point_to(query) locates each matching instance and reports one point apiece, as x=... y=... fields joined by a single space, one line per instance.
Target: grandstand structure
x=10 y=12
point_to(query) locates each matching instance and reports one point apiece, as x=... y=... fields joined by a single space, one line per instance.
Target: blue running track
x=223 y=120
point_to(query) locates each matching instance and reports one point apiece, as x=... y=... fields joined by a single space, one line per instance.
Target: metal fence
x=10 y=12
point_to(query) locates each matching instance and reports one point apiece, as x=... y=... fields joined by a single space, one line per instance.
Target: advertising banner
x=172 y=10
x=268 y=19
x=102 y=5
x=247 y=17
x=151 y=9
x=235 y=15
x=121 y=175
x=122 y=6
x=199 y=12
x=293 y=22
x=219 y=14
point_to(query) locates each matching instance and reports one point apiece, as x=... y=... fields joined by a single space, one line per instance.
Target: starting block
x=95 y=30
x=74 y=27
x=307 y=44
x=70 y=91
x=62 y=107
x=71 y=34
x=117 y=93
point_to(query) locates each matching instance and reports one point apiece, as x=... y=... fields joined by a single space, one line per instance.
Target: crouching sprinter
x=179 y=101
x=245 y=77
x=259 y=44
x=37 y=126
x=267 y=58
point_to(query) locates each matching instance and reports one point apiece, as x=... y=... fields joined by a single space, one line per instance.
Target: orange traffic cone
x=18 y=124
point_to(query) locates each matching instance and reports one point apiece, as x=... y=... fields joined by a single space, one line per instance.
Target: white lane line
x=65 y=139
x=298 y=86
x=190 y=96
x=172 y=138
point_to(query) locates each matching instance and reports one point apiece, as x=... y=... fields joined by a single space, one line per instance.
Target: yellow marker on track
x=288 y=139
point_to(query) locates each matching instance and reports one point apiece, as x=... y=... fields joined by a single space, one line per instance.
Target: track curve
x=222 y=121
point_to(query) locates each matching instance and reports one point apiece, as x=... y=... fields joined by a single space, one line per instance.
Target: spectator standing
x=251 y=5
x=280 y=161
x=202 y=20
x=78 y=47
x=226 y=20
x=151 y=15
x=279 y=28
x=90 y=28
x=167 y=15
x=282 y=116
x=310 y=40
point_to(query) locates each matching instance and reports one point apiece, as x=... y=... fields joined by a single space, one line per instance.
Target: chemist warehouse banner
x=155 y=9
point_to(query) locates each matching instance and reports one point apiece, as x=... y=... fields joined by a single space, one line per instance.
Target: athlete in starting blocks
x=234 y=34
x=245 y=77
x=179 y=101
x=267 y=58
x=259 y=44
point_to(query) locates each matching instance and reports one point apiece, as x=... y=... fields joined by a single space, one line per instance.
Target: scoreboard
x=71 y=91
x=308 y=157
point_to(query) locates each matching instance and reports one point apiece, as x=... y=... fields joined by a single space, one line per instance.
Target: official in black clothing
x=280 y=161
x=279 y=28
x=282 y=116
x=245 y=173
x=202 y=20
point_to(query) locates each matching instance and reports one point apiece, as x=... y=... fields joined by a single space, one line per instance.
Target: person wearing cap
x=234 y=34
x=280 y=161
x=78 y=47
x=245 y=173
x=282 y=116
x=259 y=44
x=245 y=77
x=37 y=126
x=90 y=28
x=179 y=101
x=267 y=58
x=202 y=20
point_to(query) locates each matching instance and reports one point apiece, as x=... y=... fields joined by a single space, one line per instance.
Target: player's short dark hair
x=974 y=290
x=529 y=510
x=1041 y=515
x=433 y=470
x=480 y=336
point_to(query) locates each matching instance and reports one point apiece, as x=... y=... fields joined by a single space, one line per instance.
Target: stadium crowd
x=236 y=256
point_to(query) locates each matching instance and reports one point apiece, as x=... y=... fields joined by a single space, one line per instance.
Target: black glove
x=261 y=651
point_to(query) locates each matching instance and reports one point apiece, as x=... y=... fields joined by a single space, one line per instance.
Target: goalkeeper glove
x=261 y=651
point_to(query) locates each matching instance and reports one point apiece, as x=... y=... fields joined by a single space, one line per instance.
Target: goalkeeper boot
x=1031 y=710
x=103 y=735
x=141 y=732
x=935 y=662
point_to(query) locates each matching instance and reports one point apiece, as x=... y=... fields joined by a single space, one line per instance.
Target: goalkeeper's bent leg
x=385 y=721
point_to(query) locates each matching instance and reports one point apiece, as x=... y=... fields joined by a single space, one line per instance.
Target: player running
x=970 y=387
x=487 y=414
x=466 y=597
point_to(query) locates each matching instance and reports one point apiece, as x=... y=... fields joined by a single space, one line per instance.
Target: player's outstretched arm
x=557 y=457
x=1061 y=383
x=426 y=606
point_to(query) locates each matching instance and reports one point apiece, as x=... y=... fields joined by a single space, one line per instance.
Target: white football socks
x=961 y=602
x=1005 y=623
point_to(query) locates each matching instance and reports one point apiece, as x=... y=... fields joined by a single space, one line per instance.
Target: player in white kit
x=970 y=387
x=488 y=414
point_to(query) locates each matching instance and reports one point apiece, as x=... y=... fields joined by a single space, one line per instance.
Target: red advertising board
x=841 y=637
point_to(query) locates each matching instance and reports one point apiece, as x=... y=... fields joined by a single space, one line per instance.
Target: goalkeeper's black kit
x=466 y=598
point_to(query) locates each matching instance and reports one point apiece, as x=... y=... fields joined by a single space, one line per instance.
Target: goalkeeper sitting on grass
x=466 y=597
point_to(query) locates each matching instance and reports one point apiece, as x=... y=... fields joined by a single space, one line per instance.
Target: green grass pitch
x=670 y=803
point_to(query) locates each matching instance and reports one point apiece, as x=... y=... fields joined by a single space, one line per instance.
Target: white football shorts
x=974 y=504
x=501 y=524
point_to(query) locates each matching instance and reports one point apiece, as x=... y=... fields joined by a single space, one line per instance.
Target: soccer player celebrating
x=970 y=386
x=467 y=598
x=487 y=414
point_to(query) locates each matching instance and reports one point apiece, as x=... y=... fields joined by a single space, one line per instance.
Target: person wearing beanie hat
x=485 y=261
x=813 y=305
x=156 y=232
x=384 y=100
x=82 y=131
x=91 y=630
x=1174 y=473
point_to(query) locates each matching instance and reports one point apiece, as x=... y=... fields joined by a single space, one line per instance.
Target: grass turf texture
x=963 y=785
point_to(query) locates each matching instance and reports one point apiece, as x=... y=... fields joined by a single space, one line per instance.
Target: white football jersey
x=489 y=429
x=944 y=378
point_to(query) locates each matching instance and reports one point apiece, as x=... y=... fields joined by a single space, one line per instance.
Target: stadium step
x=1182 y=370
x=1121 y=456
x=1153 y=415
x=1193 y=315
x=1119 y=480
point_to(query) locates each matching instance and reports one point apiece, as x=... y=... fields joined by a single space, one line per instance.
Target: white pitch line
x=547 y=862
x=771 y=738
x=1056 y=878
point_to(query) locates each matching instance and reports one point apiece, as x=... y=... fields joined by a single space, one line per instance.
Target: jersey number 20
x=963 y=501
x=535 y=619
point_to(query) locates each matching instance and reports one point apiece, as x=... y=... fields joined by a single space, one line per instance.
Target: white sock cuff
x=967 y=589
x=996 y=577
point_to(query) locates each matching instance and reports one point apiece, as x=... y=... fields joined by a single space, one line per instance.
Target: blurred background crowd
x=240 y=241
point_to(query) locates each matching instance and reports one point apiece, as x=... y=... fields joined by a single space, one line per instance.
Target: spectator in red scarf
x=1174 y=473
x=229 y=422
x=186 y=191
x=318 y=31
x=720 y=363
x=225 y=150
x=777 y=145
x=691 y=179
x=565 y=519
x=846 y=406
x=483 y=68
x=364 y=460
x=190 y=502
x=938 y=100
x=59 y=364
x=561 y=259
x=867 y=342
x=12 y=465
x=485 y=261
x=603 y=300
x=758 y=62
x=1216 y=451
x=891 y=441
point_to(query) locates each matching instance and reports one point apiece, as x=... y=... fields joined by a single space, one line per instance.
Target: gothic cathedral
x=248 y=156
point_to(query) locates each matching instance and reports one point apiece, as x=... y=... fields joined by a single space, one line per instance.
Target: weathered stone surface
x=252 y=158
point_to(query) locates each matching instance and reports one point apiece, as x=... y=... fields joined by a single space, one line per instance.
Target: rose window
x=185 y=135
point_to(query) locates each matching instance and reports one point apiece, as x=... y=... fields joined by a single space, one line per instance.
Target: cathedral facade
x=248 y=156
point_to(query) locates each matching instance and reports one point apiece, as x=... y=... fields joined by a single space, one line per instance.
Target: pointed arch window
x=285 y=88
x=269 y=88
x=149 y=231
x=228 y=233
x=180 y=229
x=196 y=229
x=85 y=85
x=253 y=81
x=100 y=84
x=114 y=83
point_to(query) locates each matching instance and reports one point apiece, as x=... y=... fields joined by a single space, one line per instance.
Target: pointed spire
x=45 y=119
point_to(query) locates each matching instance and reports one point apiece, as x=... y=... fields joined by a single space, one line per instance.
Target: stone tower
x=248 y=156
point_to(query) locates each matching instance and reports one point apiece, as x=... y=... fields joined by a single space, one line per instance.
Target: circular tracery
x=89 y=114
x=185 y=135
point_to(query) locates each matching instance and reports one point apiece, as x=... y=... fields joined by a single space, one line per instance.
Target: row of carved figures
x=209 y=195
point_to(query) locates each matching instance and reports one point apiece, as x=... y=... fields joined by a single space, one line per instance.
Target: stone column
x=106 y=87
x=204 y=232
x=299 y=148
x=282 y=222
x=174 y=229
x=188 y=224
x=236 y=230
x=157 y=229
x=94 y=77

== YOUR GOAL ==
Return every line from the start of the material through the line containing "x=288 y=139", inclusive, as a JSON list of strings with one string per line. Leave out blank lines.

== EXERCISE RESPONSE ==
[
  "point_to(query) locates each matching instance and reports one point apiece, as x=... y=... fields joined by a single space, one line per instance.",
  "Target: grandstand structure",
  "x=10 y=12",
  "point_to(query) locates each matching instance and reports one point apiece, as x=... y=... fields joined by a single space, one line per instance.",
  "Target: blue running track",
  "x=223 y=120",
  "point_to(query) locates each matching instance and reports one point apiece, as x=... y=... fields joined by a single space, one line per instance.",
  "Target: metal fence",
  "x=10 y=12",
  "point_to(query) locates each matching instance and reports one point apiece, as x=... y=... fields joined by a single space, one line per instance.",
  "Target: advertising banner",
  "x=172 y=10",
  "x=268 y=19",
  "x=102 y=5",
  "x=247 y=17",
  "x=151 y=9",
  "x=235 y=15",
  "x=121 y=175",
  "x=122 y=6",
  "x=199 y=12",
  "x=293 y=22",
  "x=219 y=14",
  "point_to(query) locates each matching instance and reports one point apiece, as x=... y=... fields joined by a single space, one line per instance.",
  "Target: starting block",
  "x=95 y=30",
  "x=74 y=27",
  "x=307 y=44",
  "x=70 y=91",
  "x=62 y=107",
  "x=71 y=34",
  "x=117 y=93",
  "point_to(query) locates each matching instance and reports one point apiece, as x=... y=... fields joined by a single space, one line per instance.",
  "Target: crouching sprinter",
  "x=179 y=101",
  "x=245 y=77",
  "x=259 y=44",
  "x=37 y=126",
  "x=267 y=58",
  "point_to(query) locates each matching instance and reports one point apiece, as x=... y=... fields joined by a single space, one line per instance.",
  "Target: orange traffic cone",
  "x=18 y=124",
  "point_to(query) locates each matching instance and reports one point apiece, as x=... y=... fields joined by a single space, one line per instance.",
  "Target: white lane line",
  "x=65 y=139",
  "x=298 y=86",
  "x=190 y=96",
  "x=172 y=138",
  "point_to(query) locates each matching instance and reports one point apiece, as x=... y=... fields joined by a single space, one line per instance.",
  "Target: yellow marker on track",
  "x=288 y=139"
]